## begin Text block

2. A seamless cook top or cooking area, which may be defined by placement of markings and/or material, and/or projected lighting of that area by use of various means.
3. As per claim 1 in which the attachment or mounting means is defined to incorporate the use of a mechanical screw type attachment which may use a suitable insert material within the underside of said surface material in order to accommodate mounting screws.
4. As per claim 1 in which the attachment or mounting means is defined to be a sliding track, which would allow for easy replacement of the induction coils if such a need arises. The track may be mounted to the underside of the top surface or to any other suitable support structure.
5. As per claim 1 in which the attachment or mounting means is defined to be a slotted rail which would be similar to the sliding track in functionality but with a simple slotted drawer type of design which maybe mounted to the underside of the top surface or to any other suitable support structure.
6. As per claim 1 in which the attachment or mounting means is defined to be through the use of a suitable adhesive material applied to the under side of said surface material.
7. As per claim 1 in which the attachment or mounting means is defined to be the use of spring clips which would be attached to the under side of the surface top and provide a tight contact between the induction element and the underside of the cook top surface
8. A cook top as per claim 2 wherein the cooking area is defined by a decorative insert of granite or other suitable material which may or may not be of a differing color which may or may not be flush to the surrounding surface top area which may or may not be an insulator material.
9. A cook top as in claim 3 wherein the use of inserts is replaced by the use of a suitable adhesive and a mounting material or bracket as in FIG. 1 which is then mechanically attached to the induction element using screws.
10. As per claim 1 wherein the placement of the induction element is provided by a support pedestal or shelf which is mechanically secured to the floor or cabinet and the induction element is secured to the shelf or pedestal by mechanical means or by the use of an adhesive.

## end Text block

### [Task directions]
According to the cook top claims, what would the sliding track allow to be replaced easily?

## begin Data block

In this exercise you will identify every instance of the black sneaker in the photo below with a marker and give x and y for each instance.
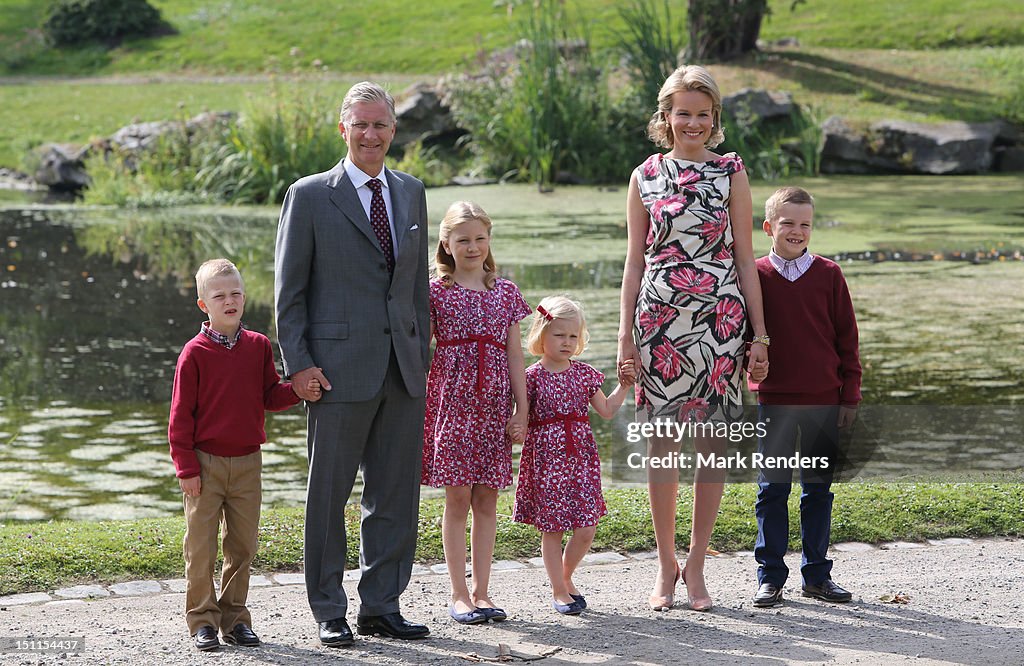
(206, 638)
(242, 635)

## end Data block

### [Response to this task]
The induction coils.